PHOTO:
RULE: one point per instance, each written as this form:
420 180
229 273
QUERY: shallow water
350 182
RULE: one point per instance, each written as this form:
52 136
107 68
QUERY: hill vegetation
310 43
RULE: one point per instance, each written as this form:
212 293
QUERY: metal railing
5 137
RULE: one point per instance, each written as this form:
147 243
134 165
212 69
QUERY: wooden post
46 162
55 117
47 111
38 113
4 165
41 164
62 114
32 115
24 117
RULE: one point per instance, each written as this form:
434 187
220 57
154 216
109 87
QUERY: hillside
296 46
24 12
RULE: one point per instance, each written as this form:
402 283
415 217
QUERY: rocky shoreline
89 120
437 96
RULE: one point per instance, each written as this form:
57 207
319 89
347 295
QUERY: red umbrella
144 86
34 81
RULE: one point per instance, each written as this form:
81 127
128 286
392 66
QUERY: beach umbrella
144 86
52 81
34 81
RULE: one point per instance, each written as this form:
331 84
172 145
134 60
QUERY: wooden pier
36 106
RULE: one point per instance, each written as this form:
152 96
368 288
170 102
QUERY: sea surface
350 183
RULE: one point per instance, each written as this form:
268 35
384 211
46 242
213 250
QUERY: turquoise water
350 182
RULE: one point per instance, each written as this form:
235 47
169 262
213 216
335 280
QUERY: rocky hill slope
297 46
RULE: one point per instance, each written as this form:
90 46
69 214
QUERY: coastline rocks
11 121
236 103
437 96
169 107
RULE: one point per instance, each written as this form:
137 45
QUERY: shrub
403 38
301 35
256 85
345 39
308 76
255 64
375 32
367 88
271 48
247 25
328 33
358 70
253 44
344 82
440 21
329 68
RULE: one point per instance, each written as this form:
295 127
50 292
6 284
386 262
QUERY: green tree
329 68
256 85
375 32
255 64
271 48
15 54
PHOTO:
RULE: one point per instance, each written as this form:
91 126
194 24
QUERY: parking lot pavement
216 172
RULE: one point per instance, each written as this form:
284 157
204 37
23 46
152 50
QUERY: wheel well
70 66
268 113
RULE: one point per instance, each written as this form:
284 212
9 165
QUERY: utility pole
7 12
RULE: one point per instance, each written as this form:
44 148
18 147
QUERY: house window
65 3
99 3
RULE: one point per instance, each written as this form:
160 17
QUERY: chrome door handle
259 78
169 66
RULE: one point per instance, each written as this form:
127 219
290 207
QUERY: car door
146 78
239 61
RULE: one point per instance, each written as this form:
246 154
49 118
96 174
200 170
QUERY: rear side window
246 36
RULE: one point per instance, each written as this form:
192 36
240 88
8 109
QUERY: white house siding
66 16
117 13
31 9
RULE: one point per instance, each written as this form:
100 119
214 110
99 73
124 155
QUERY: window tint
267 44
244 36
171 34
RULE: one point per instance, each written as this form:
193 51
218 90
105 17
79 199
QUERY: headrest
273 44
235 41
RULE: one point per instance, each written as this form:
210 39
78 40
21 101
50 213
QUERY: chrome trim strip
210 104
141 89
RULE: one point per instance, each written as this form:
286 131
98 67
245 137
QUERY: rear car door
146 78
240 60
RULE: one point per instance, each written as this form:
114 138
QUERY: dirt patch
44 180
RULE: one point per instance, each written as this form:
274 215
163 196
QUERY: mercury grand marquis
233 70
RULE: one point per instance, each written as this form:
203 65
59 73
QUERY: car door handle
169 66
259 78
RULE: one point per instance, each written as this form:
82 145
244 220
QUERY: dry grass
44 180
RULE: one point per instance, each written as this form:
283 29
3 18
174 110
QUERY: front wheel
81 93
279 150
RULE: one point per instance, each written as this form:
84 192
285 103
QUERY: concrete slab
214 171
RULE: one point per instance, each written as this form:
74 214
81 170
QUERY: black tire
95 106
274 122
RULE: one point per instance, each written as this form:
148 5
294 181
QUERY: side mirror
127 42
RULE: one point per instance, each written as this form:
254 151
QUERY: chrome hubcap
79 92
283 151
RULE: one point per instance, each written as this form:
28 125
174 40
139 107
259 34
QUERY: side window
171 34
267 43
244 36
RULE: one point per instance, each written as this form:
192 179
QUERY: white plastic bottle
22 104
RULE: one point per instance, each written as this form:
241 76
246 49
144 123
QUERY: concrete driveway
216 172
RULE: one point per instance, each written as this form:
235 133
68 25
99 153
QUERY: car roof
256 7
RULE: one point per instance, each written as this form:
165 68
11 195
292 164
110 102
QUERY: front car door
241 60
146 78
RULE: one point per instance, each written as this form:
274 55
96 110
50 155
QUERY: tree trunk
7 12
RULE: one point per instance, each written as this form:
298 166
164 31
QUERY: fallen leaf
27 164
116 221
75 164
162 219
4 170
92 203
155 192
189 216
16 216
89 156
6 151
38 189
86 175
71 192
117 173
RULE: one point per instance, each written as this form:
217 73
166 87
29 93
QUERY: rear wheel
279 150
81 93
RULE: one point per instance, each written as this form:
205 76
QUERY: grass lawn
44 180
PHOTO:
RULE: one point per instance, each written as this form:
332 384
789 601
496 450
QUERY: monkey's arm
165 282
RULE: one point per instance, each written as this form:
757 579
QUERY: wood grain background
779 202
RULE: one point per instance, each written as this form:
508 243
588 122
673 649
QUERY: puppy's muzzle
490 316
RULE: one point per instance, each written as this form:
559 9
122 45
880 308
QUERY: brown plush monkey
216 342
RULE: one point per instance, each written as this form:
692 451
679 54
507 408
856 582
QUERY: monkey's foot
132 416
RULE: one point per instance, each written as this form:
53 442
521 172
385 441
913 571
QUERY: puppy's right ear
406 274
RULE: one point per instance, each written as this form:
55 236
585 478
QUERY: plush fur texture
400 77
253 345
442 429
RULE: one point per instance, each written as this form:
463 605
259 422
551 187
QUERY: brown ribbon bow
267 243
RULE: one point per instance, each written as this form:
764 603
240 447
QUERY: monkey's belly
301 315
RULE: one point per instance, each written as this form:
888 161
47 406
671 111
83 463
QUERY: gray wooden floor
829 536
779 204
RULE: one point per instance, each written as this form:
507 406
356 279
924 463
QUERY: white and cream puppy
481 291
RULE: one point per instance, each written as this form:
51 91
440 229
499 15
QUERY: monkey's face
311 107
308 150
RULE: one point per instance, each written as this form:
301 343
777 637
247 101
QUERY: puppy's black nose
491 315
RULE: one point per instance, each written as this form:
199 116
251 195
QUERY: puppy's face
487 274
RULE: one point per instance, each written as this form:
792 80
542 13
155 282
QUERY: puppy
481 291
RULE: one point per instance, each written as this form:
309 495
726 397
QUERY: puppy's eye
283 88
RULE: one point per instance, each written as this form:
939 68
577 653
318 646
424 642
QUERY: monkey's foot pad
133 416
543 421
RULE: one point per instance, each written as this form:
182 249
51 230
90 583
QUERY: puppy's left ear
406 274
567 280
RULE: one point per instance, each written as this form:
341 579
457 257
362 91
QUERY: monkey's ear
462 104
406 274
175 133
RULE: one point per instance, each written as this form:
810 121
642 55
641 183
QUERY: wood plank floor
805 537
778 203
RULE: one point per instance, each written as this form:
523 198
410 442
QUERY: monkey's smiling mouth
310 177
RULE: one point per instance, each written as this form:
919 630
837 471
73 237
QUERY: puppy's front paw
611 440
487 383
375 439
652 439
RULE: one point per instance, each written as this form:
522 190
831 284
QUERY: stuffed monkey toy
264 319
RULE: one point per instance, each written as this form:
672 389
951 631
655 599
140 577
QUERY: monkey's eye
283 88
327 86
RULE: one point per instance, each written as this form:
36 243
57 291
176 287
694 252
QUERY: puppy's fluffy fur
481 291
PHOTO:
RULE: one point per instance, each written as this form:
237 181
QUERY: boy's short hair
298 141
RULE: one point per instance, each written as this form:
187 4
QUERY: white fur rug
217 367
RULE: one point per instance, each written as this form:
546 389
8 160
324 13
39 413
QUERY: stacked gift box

> **About this exercise**
All of the records must be retyped exactly as they are.

> **Answer to this task**
PHOTO:
RULE: one point per instance, each written as this form:
420 180
229 273
QUERY: shallow water
350 182
RULE: one point per instance, each written as this form:
52 136
107 68
QUERY: hill vegetation
310 43
RULE: one point per instance, each written as this form:
212 293
QUERY: metal railing
5 137
RULE: one point per instance, each written as this form:
147 243
134 165
212 69
QUERY: wooden post
46 162
55 117
47 111
38 113
4 165
41 164
62 114
32 115
24 117
RULE: one point per instance, each written as this form:
434 187
220 57
154 216
109 87
QUERY: hillside
296 46
24 12
RULE: one point per instance, each written as this form:
402 283
415 217
QUERY: rocky shoreline
89 120
437 96
RULE: one point per instance, each written as this form:
57 207
319 89
347 295
QUERY: red umbrella
144 86
34 81
RULE: one point per instance, each written as this form:
81 127
128 286
392 66
QUERY: beach umbrella
144 86
52 81
34 81
RULE: one point per instance, each written as this form:
331 84
172 145
134 60
QUERY: wooden pier
36 106
RULE: one point per instance, each written as this form:
152 96
368 288
170 102
QUERY: sea surface
350 183
RULE: one point per instance, each written as this form:
268 35
384 211
46 242
213 250
QUERY: turquoise water
350 182
RULE: one point per instance, each written as this form:
235 47
169 262
213 216
335 280
QUERY: rocky hill slope
297 46
RULE: one point per instance, each written as this form:
90 46
69 214
QUERY: coastline rocks
11 121
236 103
437 96
169 107
RULE: one point per instance, each written as this form:
137 45
QUERY: shrub
403 38
301 35
256 85
345 39
308 76
255 64
375 32
367 88
271 48
247 25
328 33
358 70
253 44
344 82
440 21
329 68
RULE: one point per instance, each written as this form:
295 127
50 292
6 284
386 262
QUERY: green tree
329 68
256 85
375 32
255 64
271 48
15 54
PHOTO:
RULE: one point per instance, each written as this form:
91 126
194 24
QUERY: parking lot pavement
216 172
RULE: one point per instance, each written as this form:
284 157
204 37
23 46
152 50
QUERY: wheel well
70 66
268 113
RULE: one point per instance, each written as this form:
284 212
9 165
QUERY: utility pole
7 12
RULE: one point per instance, each written as this form:
44 148
18 147
QUERY: house window
65 3
99 3
RULE: one point per instance, each written as this form:
160 17
QUERY: chrome door handle
259 78
169 66
RULE: one point per instance, each written as this form:
127 219
290 207
QUERY: car door
146 78
239 61
RULE: one point per instance, each written as this form:
246 154
49 118
96 174
200 170
QUERY: rear side window
246 36
RULE: one point per instance, each written as this form:
192 36
240 88
8 109
QUERY: white house siding
66 16
117 13
31 9
RULE: one point per instance, each written as this form:
100 119
214 110
99 73
124 155
QUERY: window tint
267 44
244 36
171 34
RULE: one point per instance, each written as this form:
193 51
218 90
105 17
79 199
QUERY: headrest
273 44
235 41
RULE: one point per instance, each written as this form:
210 39
78 40
21 101
50 213
QUERY: chrome trim strip
210 104
141 89
RULE: one point per instance, each written as this form:
286 131
98 67
245 137
QUERY: rear car door
146 78
240 60
RULE: one point per instance, each written as this form:
114 138
QUERY: dirt patch
44 180
RULE: one point per instance, each written as this form:
274 215
163 196
QUERY: mercury grand marquis
233 70
RULE: one point per instance, each written as this form:
203 65
59 73
QUERY: car door handle
169 66
259 78
RULE: one point per instance, each written as this form:
82 145
244 220
QUERY: dry grass
44 180
RULE: one point per instance, each written as this form:
283 29
3 18
174 110
QUERY: front wheel
81 93
279 150
RULE: one point per instance, each written as this form:
84 192
285 103
QUERY: concrete slab
214 171
RULE: one point per instance, each written as this form:
74 214
81 170
QUERY: black tire
95 106
274 122
RULE: one point per instance, each written as this form:
148 5
294 181
QUERY: side mirror
127 42
RULE: one point per instance, each written as this form:
254 151
QUERY: chrome hubcap
79 92
283 151
RULE: one point per instance, each written as this form:
28 125
174 40
139 107
259 34
QUERY: side window
171 34
267 43
244 36
RULE: one point per instance, each written as this form:
192 179
QUERY: white plastic bottle
22 104
RULE: one point per instance, each written as this form:
241 76
246 49
144 123
QUERY: concrete driveway
216 172
RULE: one point per instance, each written as this form:
235 133
68 25
99 153
QUERY: car roof
256 7
RULE: one point per instance, each written as this form:
165 68
11 195
292 164
110 102
QUERY: front car door
241 60
146 78
RULE: one point per instance, each written as this form:
274 55
96 110
50 155
QUERY: tree trunk
7 12
RULE: one point per instance, each written as this form:
298 166
164 31
QUERY: fallen leaf
27 164
116 221
75 164
162 219
4 170
92 203
155 192
189 216
16 216
89 156
6 151
38 189
86 175
71 192
117 173
RULE: one point per instance, each written as this form:
217 73
166 87
29 93
QUERY: rear wheel
279 150
81 93
RULE: one point per instance, each written as this form:
205 76
QUERY: grass lawn
44 180
PHOTO:
RULE: one point per instance, each written as this form:
332 384
789 601
496 450
QUERY: monkey's arm
165 282
RULE: one point per instance, each written as this form:
757 579
QUERY: wood grain background
779 202
RULE: one point per instance, each written as this form:
508 243
588 122
673 649
QUERY: puppy's muzzle
490 316
RULE: one point per instance, each written as this form:
559 9
122 45
880 308
QUERY: brown plush monkey
216 342
RULE: one point per instance, each written as this form:
692 451
679 54
507 408
856 582
QUERY: monkey's foot
132 416
RULE: one point per instance, each written as this form:
53 442
521 172
385 441
913 571
QUERY: puppy's right ear
406 274
RULE: one point per instance, each written as this form:
55 236
585 478
QUERY: plush fur texture
400 77
253 345
442 429
RULE: one point per instance, each written as this form:
463 605
259 422
551 187
QUERY: brown ribbon bow
267 243
RULE: one point per instance, each written as this form:
764 603
240 447
QUERY: monkey's belly
301 315
RULE: one point per instance, each written as this form:
888 161
47 406
671 111
83 463
QUERY: gray wooden floor
829 536
779 204
RULE: one point per instance, each written as this form:
507 406
356 279
924 463
QUERY: white and cream puppy
481 291
RULE: one point per instance, each written as this form:
51 91
440 229
499 15
QUERY: monkey's face
311 107
308 150
RULE: one point per instance, each written as this form:
301 343
777 637
247 101
QUERY: puppy's black nose
491 315
RULE: one point per instance, each written as this form:
199 116
251 195
QUERY: puppy's face
487 274
RULE: one point per instance, each written as this form:
792 80
542 13
155 282
QUERY: puppy
481 291
RULE: one point per instance, each written as this form:
309 495
726 397
QUERY: puppy's eye
283 88
RULE: one point per instance, each written as this form:
939 68
577 653
318 646
424 642
QUERY: monkey's foot pad
133 416
543 421
RULE: one point per instance, each written as this form:
182 249
51 230
90 583
QUERY: puppy's left ear
406 274
567 280
RULE: one point per instance, each written as this form:
341 579
457 257
362 91
QUERY: monkey's ear
462 104
406 274
175 133
RULE: one point per instance, each written as this form:
810 121
642 55
641 183
QUERY: wood plank floor
805 537
778 203
RULE: one point per instance, each written as this form:
523 198
410 442
QUERY: monkey's smiling mouth
310 177
RULE: one point per instance, each written as this form:
919 630
837 471
73 237
QUERY: puppy's front paw
611 440
487 383
375 439
652 439
RULE: one point per instance, each written as this form:
522 190
831 284
QUERY: stuffed monkey toy
264 319
RULE: one point per instance, each written as this form:
672 389
951 631
655 599
140 577
QUERY: monkey's eye
283 88
327 86
RULE: one point per instance, each written as this form:
36 243
57 291
176 287
694 252
QUERY: puppy's fluffy fur
481 291
PHOTO:
RULE: one point per instance, each written as this form:
237 181
QUERY: boy's short hair
298 141
RULE: one point per instance, each written as this form:
187 4
QUERY: white fur rug
217 367
RULE: one point per instance, each written as this form:
546 389
8 160
324 13
39 413
QUERY: stacked gift box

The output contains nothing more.